[RECORDS PROVIDED — start]

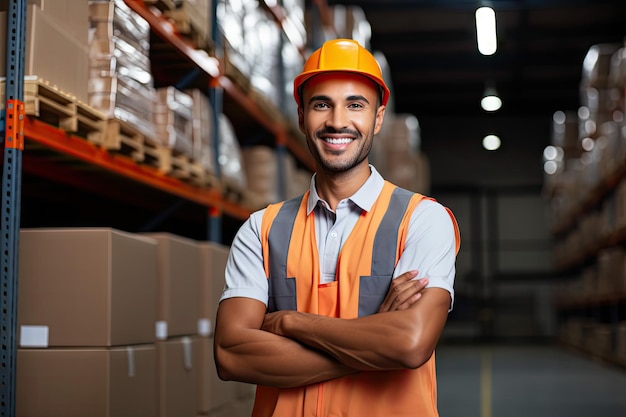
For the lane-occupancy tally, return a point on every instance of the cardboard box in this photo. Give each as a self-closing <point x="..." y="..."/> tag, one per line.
<point x="178" y="283"/>
<point x="71" y="15"/>
<point x="86" y="287"/>
<point x="101" y="382"/>
<point x="178" y="372"/>
<point x="52" y="53"/>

[RECORDS PROVIDED — finish]

■ EXERCISE INSTRUCTIONS
Output each entry shown above exactly as it stands, with all pictures removed.

■ THE ANSWER
For the lane-occupancy tally, return a point on every instance of the cardboard box in this photo. Give each as a self-closing <point x="..." y="..."/> tag, one per line.
<point x="178" y="283"/>
<point x="71" y="15"/>
<point x="86" y="287"/>
<point x="101" y="382"/>
<point x="178" y="372"/>
<point x="52" y="53"/>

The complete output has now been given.